OBJECTIVE: Copy the items below exactly as they appear, line for line.

** BEGIN DATA ROWS **

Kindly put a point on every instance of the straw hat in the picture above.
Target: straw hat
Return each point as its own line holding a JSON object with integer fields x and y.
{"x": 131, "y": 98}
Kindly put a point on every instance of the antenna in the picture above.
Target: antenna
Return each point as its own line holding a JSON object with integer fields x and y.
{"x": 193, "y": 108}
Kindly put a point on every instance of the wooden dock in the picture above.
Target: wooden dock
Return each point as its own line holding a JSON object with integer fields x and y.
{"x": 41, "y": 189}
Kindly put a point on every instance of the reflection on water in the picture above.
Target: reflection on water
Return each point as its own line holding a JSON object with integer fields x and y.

** END DATA ROWS **

SOLVED PROBLEM:
Kindly put a point on every instance of the straw hat in the picture above.
Target: straw hat
Return each point as its own line holding a JSON object with integer fields x and y.
{"x": 131, "y": 98}
Kindly put a point on every instance of the antenna in the picture above.
Target: antenna
Return each point as its own line holding a JSON object with integer fields x and y.
{"x": 193, "y": 108}
Kindly put a point on every instance of the wooden dock in the picture above.
Target: wooden dock
Return each point as its own line holding a JSON object with integer fields x and y.
{"x": 41, "y": 189}
Kindly put a point on every instance of the reflection on water in the picture above.
Target: reflection on water
Return each point as its own line holding a JSON object with integer fields x and y.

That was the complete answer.